--- begin Excerpted passage ---
When working with a dataset having many variables, we may be interested in analyzing the effects of using a reduced number of variables (or dimensions) of the data. For example, we may choose to explore the structure of the winequality dataset in two dimensions.

Dataiku enables you to analyze the effects of dimensionality reduction using a feature extraction method called Principal Component Analysis, or PCA.

## Perform PCA¶

Let’s use the Principal Component Analysis card to represent the winequality dataset in two dimensions.

• Click the New Card button from the Worksheet header and select Multivariate Analysis > Principal Component Analysis.

• Select the 11 numerical variables to add to the Variables column.

• Click Create Card to create the card.

The scree plot in the PCA card shows that using only the first two principal components retains about 50.2% of the variance in the dataset. To retain a variance of at least 90% (the red vertical line), you must use a minimum of 7 principal components to represent the data.

The scatter plot shows the data projected onto the first two principal components.
--- end Excerpted passage ---
--- begin Data ---
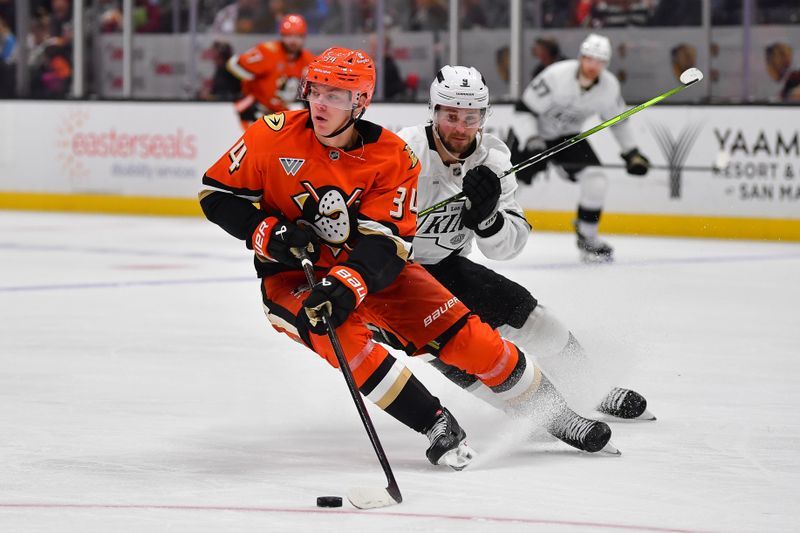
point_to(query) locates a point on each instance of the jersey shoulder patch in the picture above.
(275, 121)
(412, 156)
--- end Data ---
**Given exercise 1:**
Answer these about the PCA passage:
(a) What feature extraction method does Dataiku use to analyze dimensionality reduction?
(b) How many numerical variables go into the Variables column?
(c) What is the minimum number of principal components needed to retain at least 90% of the variance?
**Given exercise 2:** Pick up the PCA passage after its final sentence and continue it.
The material comes from a separate source and has no connection to the PCA passage.

**Exercise response 1:**
(a) Principal Component Analysis (PCA)
(b) 11
(c) 7

**Exercise response 2:**
The loading plot shows how strongly each of the 11 numerical variables influences the first two principal components. Vectors forming a small angle, such as volatile acidity and fixed acidity, are likely to be positively correlated. Vectors meeting in an orthogonal angle (or nearly orthogonal angle), such as density and total sulfur dioxide, are not likely to be correlated or have very little correlation. When two vectors form a large angle, such as residual sugar and pH, they are likely to be negatively correlated.

Lastly, the principal components heatmap shows a matrix of the principal component loading vectors. For instance, the first column of the matrix corresponds to the loading vector of PC1, or a vector of the coefficients used in the linear transformation of the data set to the first principal component dimension.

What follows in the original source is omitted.